■ 输入数据 ■
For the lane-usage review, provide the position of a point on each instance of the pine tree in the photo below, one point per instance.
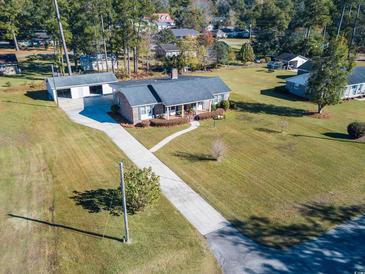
(328, 79)
(246, 53)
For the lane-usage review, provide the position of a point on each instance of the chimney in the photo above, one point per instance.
(174, 74)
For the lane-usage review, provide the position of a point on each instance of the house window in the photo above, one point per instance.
(145, 112)
(218, 98)
(354, 89)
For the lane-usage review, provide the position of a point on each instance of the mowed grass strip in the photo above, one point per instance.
(151, 136)
(55, 177)
(278, 188)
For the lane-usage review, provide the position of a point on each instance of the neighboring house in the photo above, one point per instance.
(184, 33)
(163, 21)
(98, 62)
(291, 61)
(305, 68)
(167, 50)
(355, 87)
(168, 97)
(219, 34)
(9, 64)
(79, 86)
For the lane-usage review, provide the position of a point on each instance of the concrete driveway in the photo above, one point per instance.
(342, 250)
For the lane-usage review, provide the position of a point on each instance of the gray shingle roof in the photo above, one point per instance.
(63, 82)
(184, 32)
(357, 76)
(169, 47)
(288, 56)
(186, 89)
(307, 66)
(140, 95)
(183, 92)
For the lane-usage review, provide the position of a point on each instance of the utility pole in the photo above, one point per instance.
(355, 26)
(122, 186)
(341, 20)
(55, 95)
(105, 52)
(62, 37)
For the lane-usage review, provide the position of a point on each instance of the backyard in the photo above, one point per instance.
(278, 188)
(57, 213)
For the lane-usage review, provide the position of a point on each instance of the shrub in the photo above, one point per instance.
(210, 115)
(168, 123)
(144, 123)
(356, 130)
(218, 150)
(142, 188)
(232, 105)
(115, 108)
(225, 105)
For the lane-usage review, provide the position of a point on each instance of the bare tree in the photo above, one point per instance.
(218, 150)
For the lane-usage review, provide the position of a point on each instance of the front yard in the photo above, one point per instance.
(56, 211)
(278, 188)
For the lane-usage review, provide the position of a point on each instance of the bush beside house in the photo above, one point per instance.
(356, 130)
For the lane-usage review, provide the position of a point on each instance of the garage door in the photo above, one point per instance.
(103, 102)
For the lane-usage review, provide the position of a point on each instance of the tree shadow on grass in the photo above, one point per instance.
(41, 95)
(317, 216)
(337, 135)
(269, 109)
(332, 138)
(194, 157)
(78, 230)
(281, 93)
(98, 200)
(267, 130)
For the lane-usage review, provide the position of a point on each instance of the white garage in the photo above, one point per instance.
(79, 86)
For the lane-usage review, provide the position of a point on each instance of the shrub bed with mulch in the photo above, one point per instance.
(210, 115)
(169, 123)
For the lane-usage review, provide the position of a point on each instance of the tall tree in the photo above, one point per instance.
(246, 53)
(328, 79)
(10, 18)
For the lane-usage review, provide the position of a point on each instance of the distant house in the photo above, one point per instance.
(183, 33)
(220, 34)
(355, 88)
(163, 21)
(9, 64)
(167, 50)
(168, 97)
(305, 68)
(98, 62)
(79, 86)
(291, 61)
(231, 32)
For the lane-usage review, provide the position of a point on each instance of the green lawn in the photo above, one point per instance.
(32, 72)
(55, 177)
(151, 136)
(278, 188)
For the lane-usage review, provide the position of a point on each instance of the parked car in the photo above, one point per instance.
(275, 65)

■ 任务内容 ■
能否把从含有“of the parked”的那一行起、一直到数据结尾的各行（首尾两行都算在内）逐字重新抄写一遍？

■ 回复 ■
For the lane-usage review, provide the position of a point on each instance of the parked car in the photo above, one point per instance.
(275, 65)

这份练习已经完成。